* **Aim of the exercise**
Print the stretch of lines below, from the line containing "of the drooping" through the line containing "point(384, 725)", both included, reproducing each one character for character.

* **Records for processing**
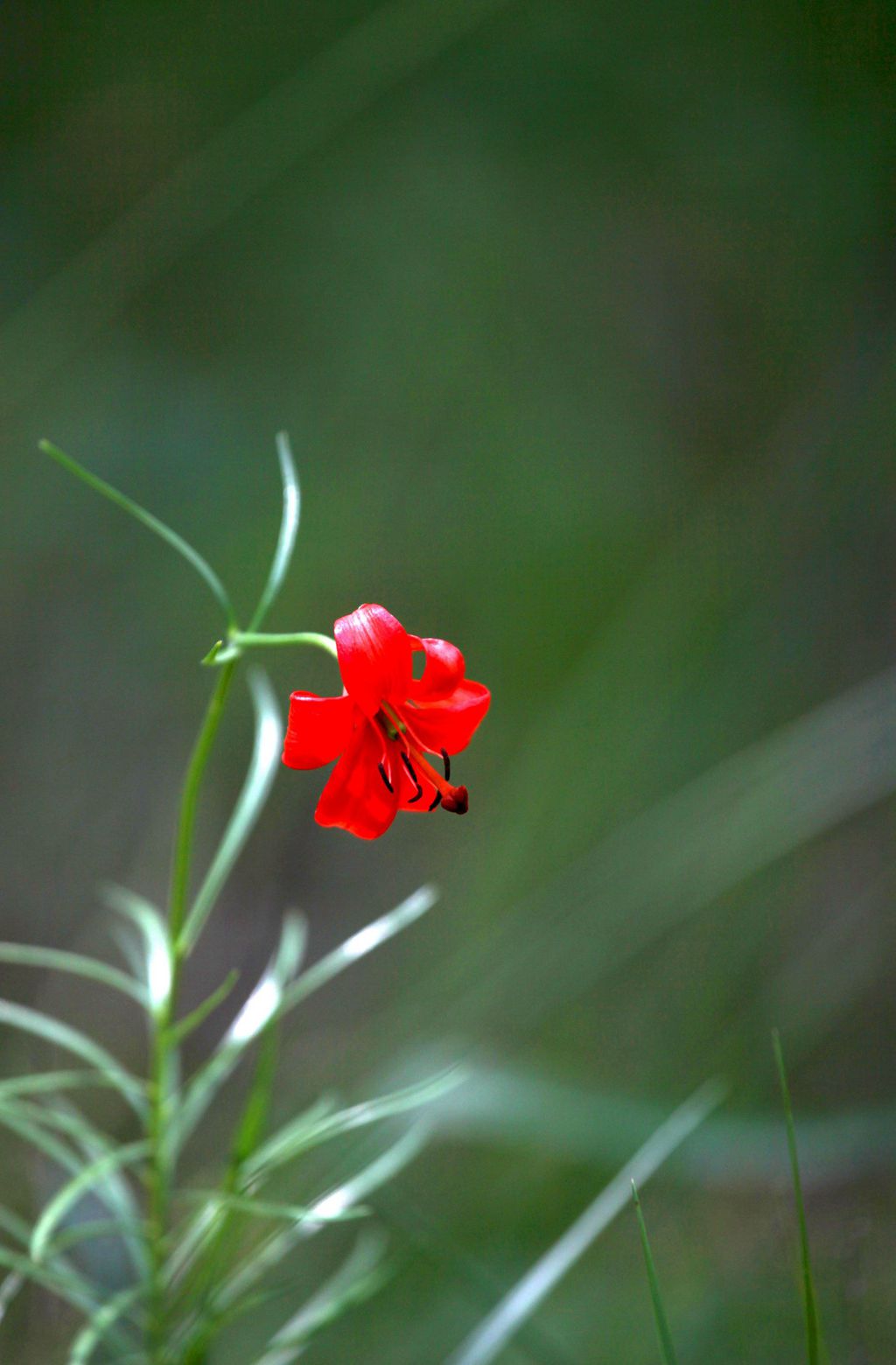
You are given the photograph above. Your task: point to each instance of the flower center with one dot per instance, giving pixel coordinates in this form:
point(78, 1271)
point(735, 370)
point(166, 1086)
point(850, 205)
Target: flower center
point(411, 753)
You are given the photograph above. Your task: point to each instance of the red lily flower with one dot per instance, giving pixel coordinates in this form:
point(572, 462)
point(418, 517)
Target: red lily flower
point(384, 724)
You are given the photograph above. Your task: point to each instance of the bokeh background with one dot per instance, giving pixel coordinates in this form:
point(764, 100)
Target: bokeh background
point(582, 322)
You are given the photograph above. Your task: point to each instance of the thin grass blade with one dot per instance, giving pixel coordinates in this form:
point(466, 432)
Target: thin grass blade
point(158, 955)
point(199, 1016)
point(289, 531)
point(810, 1303)
point(496, 1331)
point(146, 519)
point(102, 1323)
point(360, 943)
point(87, 1180)
point(298, 1136)
point(73, 1040)
point(248, 1024)
point(667, 1346)
point(56, 960)
point(256, 789)
point(360, 1275)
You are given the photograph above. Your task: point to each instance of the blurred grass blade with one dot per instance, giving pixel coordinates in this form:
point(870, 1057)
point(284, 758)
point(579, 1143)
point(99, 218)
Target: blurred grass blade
point(332, 1206)
point(158, 958)
point(100, 1324)
point(810, 1304)
point(199, 1016)
point(71, 1040)
point(56, 960)
point(256, 789)
point(360, 945)
point(667, 1348)
point(146, 519)
point(87, 1180)
point(360, 1275)
point(15, 1225)
point(52, 1082)
point(289, 530)
point(496, 1331)
point(298, 1136)
point(9, 1289)
point(252, 1020)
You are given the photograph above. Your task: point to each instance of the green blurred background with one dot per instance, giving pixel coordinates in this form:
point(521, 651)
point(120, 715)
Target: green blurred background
point(582, 322)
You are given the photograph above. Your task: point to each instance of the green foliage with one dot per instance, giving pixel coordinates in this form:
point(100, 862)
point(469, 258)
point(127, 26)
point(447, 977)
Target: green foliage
point(810, 1303)
point(664, 1335)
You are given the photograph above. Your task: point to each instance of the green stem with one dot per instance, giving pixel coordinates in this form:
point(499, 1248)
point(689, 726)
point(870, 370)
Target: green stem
point(164, 1042)
point(252, 640)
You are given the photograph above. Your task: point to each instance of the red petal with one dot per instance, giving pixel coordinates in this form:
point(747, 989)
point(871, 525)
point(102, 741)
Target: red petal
point(448, 725)
point(443, 672)
point(318, 729)
point(355, 797)
point(374, 657)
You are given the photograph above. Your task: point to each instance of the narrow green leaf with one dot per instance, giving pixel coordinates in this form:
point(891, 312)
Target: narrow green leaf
point(360, 943)
point(15, 1225)
point(332, 1206)
point(362, 1274)
point(486, 1342)
point(289, 530)
point(199, 1016)
point(667, 1348)
point(146, 519)
point(52, 1082)
point(75, 1187)
point(32, 955)
point(298, 1136)
point(810, 1303)
point(100, 1323)
point(70, 1039)
point(252, 1020)
point(94, 1228)
point(248, 806)
point(158, 960)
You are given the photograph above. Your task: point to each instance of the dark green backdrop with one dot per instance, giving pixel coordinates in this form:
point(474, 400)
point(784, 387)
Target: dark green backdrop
point(582, 321)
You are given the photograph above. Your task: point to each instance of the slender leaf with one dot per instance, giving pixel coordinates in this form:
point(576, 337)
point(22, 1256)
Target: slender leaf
point(31, 955)
point(360, 943)
point(52, 1082)
point(667, 1348)
point(199, 1016)
point(70, 1039)
point(357, 1279)
point(158, 962)
point(289, 530)
point(74, 1189)
point(146, 519)
point(252, 1020)
point(496, 1331)
point(15, 1225)
point(298, 1136)
point(248, 806)
point(810, 1303)
point(100, 1323)
point(335, 1204)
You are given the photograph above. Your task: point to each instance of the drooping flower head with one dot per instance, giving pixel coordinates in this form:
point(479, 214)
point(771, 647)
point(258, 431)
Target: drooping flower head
point(384, 725)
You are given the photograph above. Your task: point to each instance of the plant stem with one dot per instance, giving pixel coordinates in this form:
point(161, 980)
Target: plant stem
point(163, 1042)
point(253, 640)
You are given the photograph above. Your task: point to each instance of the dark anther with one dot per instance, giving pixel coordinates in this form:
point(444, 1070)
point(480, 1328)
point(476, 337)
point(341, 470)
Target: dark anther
point(413, 777)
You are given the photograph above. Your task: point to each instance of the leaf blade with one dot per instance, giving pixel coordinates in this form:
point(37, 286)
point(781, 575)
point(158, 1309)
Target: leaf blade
point(262, 769)
point(667, 1346)
point(289, 531)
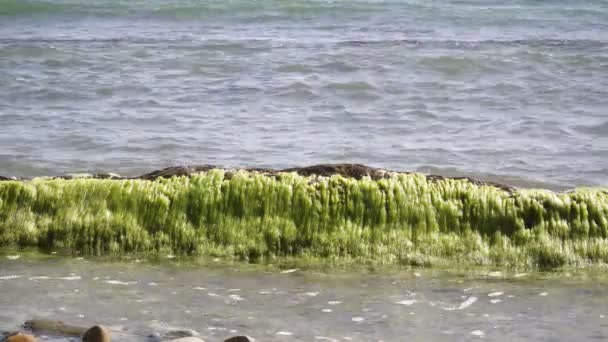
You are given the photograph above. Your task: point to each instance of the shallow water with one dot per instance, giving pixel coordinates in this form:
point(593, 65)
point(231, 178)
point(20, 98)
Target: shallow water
point(512, 91)
point(219, 300)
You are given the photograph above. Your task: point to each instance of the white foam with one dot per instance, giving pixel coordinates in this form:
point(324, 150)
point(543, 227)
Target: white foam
point(236, 297)
point(120, 282)
point(407, 302)
point(470, 301)
point(478, 333)
point(12, 276)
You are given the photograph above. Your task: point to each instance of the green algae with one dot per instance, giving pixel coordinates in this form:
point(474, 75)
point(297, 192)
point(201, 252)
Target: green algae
point(400, 219)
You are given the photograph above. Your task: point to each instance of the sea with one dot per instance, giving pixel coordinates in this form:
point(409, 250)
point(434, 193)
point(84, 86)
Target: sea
point(511, 91)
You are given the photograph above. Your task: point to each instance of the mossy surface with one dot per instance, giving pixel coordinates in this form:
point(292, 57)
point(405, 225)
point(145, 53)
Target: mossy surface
point(399, 219)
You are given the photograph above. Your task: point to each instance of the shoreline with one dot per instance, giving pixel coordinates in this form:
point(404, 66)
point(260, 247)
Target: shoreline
point(348, 212)
point(348, 170)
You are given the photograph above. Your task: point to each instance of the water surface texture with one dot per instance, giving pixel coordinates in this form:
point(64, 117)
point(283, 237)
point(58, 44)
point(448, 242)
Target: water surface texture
point(516, 90)
point(138, 299)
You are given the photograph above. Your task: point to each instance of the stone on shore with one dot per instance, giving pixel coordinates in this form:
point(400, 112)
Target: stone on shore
point(188, 339)
point(239, 339)
point(53, 327)
point(96, 333)
point(21, 337)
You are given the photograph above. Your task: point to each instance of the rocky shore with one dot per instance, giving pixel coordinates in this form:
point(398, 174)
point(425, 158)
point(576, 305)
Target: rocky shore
point(342, 211)
point(35, 328)
point(356, 171)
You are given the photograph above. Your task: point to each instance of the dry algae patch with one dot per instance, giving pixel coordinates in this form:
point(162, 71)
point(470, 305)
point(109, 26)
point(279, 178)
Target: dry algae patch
point(401, 218)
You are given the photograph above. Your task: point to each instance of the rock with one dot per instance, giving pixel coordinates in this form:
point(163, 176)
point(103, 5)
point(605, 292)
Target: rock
point(20, 337)
point(188, 339)
point(76, 176)
point(175, 171)
point(96, 333)
point(2, 178)
point(239, 339)
point(108, 175)
point(176, 334)
point(53, 327)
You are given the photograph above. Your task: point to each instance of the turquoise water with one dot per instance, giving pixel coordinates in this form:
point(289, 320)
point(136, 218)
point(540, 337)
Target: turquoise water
point(514, 91)
point(136, 299)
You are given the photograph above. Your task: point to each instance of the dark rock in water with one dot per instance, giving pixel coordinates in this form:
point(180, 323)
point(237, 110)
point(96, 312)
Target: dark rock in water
point(53, 327)
point(177, 334)
point(96, 333)
point(239, 339)
point(175, 171)
point(20, 337)
point(356, 171)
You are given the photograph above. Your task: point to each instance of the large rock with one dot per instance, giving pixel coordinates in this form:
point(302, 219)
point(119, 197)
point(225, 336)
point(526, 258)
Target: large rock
point(20, 337)
point(96, 333)
point(53, 327)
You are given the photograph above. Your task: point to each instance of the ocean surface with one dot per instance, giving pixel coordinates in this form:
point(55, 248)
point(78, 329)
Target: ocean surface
point(510, 90)
point(139, 299)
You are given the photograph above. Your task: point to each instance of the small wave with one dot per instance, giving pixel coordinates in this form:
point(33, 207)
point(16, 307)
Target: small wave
point(186, 10)
point(351, 86)
point(460, 44)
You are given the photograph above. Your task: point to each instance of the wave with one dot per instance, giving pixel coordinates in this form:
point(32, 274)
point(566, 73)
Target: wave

* **Response to this exercise**
You are given the photograph above. Your task: point to each instance of the drooping flower head with one dot per instance, giving pixel coordinates in this form:
point(479, 214)
point(771, 647)
point(258, 431)
Target: drooping flower head
point(384, 725)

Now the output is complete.